* [Exercise requirements]: Would you pull out every line of the material that contains the string "wall"?

* [Records shown]:
━━━━

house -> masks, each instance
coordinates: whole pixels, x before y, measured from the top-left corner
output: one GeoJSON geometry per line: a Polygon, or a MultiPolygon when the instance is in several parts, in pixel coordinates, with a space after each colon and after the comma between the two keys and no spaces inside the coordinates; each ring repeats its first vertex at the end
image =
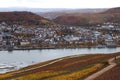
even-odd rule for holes
{"type": "Polygon", "coordinates": [[[21,46],[28,45],[28,44],[30,44],[29,41],[22,41],[22,42],[20,42],[20,45],[21,45],[21,46]]]}
{"type": "Polygon", "coordinates": [[[105,39],[105,44],[107,47],[110,47],[110,48],[117,47],[113,39],[105,39]]]}
{"type": "Polygon", "coordinates": [[[3,40],[3,36],[2,35],[0,35],[0,41],[2,41],[3,40]]]}

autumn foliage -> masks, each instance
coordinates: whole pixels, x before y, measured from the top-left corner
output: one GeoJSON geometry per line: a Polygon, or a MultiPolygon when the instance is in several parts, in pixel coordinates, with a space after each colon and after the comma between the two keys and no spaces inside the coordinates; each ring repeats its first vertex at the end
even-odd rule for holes
{"type": "Polygon", "coordinates": [[[49,80],[79,80],[86,75],[93,73],[103,67],[103,64],[96,64],[90,68],[80,70],[78,72],[73,72],[71,74],[66,74],[58,77],[50,78],[49,80]]]}

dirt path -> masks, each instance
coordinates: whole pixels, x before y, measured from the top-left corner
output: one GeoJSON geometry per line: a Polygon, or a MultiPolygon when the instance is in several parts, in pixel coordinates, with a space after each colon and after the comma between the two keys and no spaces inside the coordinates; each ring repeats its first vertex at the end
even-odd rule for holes
{"type": "MultiPolygon", "coordinates": [[[[120,58],[120,56],[117,56],[116,59],[120,58]]],[[[102,75],[103,73],[105,73],[106,71],[110,70],[111,68],[115,67],[117,64],[114,62],[115,58],[111,58],[108,60],[108,63],[110,64],[109,66],[103,68],[102,70],[88,76],[86,79],[84,80],[94,80],[95,78],[99,77],[100,75],[102,75]]]]}

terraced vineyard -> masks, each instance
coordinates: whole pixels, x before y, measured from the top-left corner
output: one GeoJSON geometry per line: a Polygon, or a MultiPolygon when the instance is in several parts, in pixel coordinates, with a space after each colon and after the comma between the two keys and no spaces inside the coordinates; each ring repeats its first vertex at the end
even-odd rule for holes
{"type": "Polygon", "coordinates": [[[120,53],[69,56],[2,74],[0,80],[83,80],[108,66],[107,60],[118,55],[120,53]]]}

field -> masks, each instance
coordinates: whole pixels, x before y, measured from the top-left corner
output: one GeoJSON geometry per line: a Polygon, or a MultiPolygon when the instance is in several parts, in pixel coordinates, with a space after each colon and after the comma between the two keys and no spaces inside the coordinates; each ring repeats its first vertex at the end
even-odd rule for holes
{"type": "Polygon", "coordinates": [[[120,53],[64,57],[1,74],[0,80],[83,80],[108,66],[107,60],[117,55],[120,53]]]}

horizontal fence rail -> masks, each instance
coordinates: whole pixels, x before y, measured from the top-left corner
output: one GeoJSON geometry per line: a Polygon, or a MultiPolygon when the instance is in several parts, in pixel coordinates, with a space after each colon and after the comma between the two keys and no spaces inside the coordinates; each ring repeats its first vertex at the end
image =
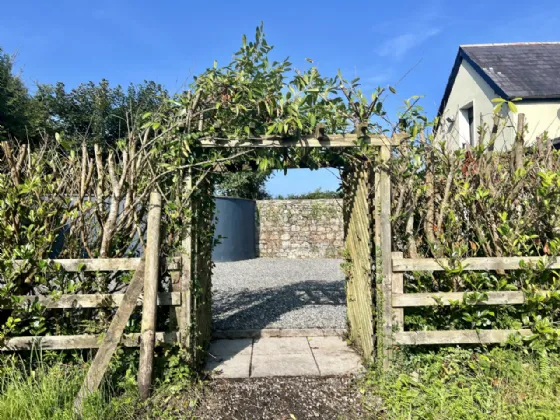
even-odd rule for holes
{"type": "MultiPolygon", "coordinates": [[[[556,257],[547,257],[548,269],[560,269],[556,257]]],[[[460,260],[465,271],[520,270],[520,264],[537,264],[542,257],[479,257],[460,260]]],[[[393,258],[393,272],[404,271],[445,271],[449,269],[449,260],[435,258],[393,258]]]]}
{"type": "Polygon", "coordinates": [[[395,334],[401,345],[426,344],[498,344],[505,343],[511,334],[530,335],[531,330],[452,330],[407,331],[395,334]]]}
{"type": "MultiPolygon", "coordinates": [[[[471,293],[484,293],[488,299],[473,303],[473,305],[523,305],[525,293],[523,292],[436,292],[436,293],[393,293],[394,308],[413,308],[418,306],[449,306],[453,302],[461,302],[471,293]]],[[[546,296],[544,290],[536,292],[546,296]]]]}
{"type": "MultiPolygon", "coordinates": [[[[535,265],[545,262],[546,269],[560,269],[556,257],[493,257],[465,258],[460,260],[464,271],[483,270],[522,270],[520,265],[535,265]]],[[[445,330],[445,331],[404,331],[404,308],[423,306],[450,306],[453,302],[462,302],[469,294],[483,293],[486,299],[476,301],[473,305],[523,305],[526,303],[522,291],[465,291],[465,292],[434,292],[434,293],[403,293],[406,271],[445,271],[449,262],[434,258],[403,258],[402,253],[392,253],[392,294],[393,321],[397,326],[394,344],[428,345],[428,344],[497,344],[504,343],[511,334],[530,335],[531,330],[445,330]]],[[[551,291],[540,290],[537,295],[546,296],[551,291]]]]}
{"type": "MultiPolygon", "coordinates": [[[[45,295],[14,297],[21,299],[22,303],[38,302],[48,309],[115,308],[122,303],[124,293],[60,295],[57,297],[45,295]]],[[[181,293],[158,293],[157,304],[159,306],[181,306],[181,293]]],[[[142,298],[138,299],[136,306],[142,306],[142,298]]],[[[15,305],[12,302],[0,302],[0,309],[12,309],[14,307],[15,305]]]]}
{"type": "MultiPolygon", "coordinates": [[[[53,259],[46,260],[59,264],[69,273],[82,271],[134,271],[140,258],[90,258],[90,259],[53,259]]],[[[16,260],[16,265],[25,264],[25,260],[16,260]]]]}
{"type": "MultiPolygon", "coordinates": [[[[141,258],[76,258],[76,259],[49,259],[51,264],[59,264],[64,271],[80,273],[82,271],[134,271],[141,258]]],[[[15,260],[15,265],[25,264],[25,260],[15,260]]],[[[168,271],[180,269],[180,258],[171,258],[166,265],[168,271]]]]}
{"type": "MultiPolygon", "coordinates": [[[[156,343],[171,344],[178,341],[178,332],[157,332],[156,343]]],[[[6,340],[4,347],[0,351],[21,351],[21,350],[76,350],[76,349],[97,349],[101,345],[103,336],[93,334],[82,335],[46,335],[14,337],[6,340]]],[[[139,347],[140,333],[124,334],[120,344],[125,347],[139,347]]]]}

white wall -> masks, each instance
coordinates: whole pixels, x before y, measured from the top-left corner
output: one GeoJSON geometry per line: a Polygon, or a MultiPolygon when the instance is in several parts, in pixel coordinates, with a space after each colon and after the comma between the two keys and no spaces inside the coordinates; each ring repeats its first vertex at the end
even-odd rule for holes
{"type": "MultiPolygon", "coordinates": [[[[474,111],[475,130],[482,123],[485,123],[487,129],[490,130],[493,125],[495,106],[492,99],[497,97],[499,95],[494,92],[490,85],[469,63],[463,60],[441,117],[438,139],[445,138],[451,148],[459,148],[463,147],[463,144],[468,144],[468,137],[465,138],[462,135],[466,131],[464,129],[465,120],[460,110],[471,103],[474,111]],[[449,122],[448,118],[452,118],[454,122],[449,122]]],[[[516,106],[519,113],[525,114],[525,122],[528,125],[528,132],[525,134],[526,144],[532,144],[536,137],[542,135],[545,130],[548,131],[549,138],[560,138],[560,100],[520,101],[516,102],[516,106]]],[[[494,145],[495,150],[509,149],[515,140],[517,115],[508,112],[506,108],[504,105],[504,115],[508,115],[508,120],[505,127],[500,128],[494,145]]],[[[477,134],[475,134],[475,137],[478,140],[477,134]]],[[[486,139],[488,137],[489,134],[486,135],[486,139]]]]}
{"type": "MultiPolygon", "coordinates": [[[[465,138],[461,134],[465,132],[465,130],[461,129],[465,122],[462,121],[460,110],[472,104],[475,139],[478,141],[477,128],[482,123],[488,126],[488,130],[492,128],[495,105],[492,99],[497,97],[498,95],[490,85],[480,77],[469,63],[463,60],[441,117],[438,138],[445,138],[451,148],[459,148],[463,147],[463,144],[468,144],[468,137],[465,138]],[[454,121],[450,122],[448,118],[454,121]]],[[[511,144],[511,142],[513,142],[513,127],[512,124],[508,124],[505,129],[500,131],[494,146],[495,150],[501,150],[505,144],[511,144]]]]}
{"type": "Polygon", "coordinates": [[[525,139],[528,144],[544,131],[548,131],[551,139],[560,138],[560,101],[519,102],[517,111],[525,114],[528,127],[525,139]]]}

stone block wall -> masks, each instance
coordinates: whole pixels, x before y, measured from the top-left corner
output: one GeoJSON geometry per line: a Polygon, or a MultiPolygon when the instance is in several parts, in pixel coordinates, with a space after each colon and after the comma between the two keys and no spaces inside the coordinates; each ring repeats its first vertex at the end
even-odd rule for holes
{"type": "Polygon", "coordinates": [[[341,199],[257,201],[257,255],[340,258],[344,247],[341,199]]]}

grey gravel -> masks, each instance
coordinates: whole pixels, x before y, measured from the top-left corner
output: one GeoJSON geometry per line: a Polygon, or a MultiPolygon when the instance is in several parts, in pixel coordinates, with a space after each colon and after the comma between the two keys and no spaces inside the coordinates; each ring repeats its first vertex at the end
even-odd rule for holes
{"type": "Polygon", "coordinates": [[[354,377],[216,380],[194,410],[200,419],[373,419],[354,377]]]}
{"type": "Polygon", "coordinates": [[[216,263],[214,329],[346,328],[341,262],[257,258],[216,263]]]}

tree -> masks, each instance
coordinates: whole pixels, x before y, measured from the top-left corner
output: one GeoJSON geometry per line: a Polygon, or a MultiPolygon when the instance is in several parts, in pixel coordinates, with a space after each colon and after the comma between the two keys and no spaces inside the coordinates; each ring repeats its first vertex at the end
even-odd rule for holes
{"type": "Polygon", "coordinates": [[[106,79],[82,83],[67,91],[64,83],[40,85],[35,100],[42,105],[47,131],[64,133],[70,142],[114,145],[128,129],[141,125],[142,115],[157,110],[169,95],[153,81],[130,85],[126,91],[106,79]]]}
{"type": "Polygon", "coordinates": [[[216,179],[216,194],[225,197],[266,200],[271,198],[266,191],[266,181],[270,179],[270,171],[230,172],[216,179]]]}
{"type": "Polygon", "coordinates": [[[21,78],[13,73],[14,59],[0,48],[0,139],[34,136],[32,99],[21,78]]]}

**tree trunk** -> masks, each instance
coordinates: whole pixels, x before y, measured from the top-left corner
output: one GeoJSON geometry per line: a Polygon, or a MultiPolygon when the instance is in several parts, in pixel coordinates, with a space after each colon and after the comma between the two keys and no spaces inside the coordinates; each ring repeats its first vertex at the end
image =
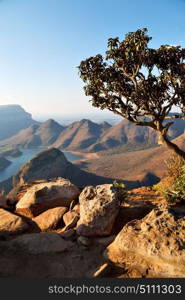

━━━━

* [Exercise result]:
white wall -> masks, each instance
stone block wall -> masks, each instance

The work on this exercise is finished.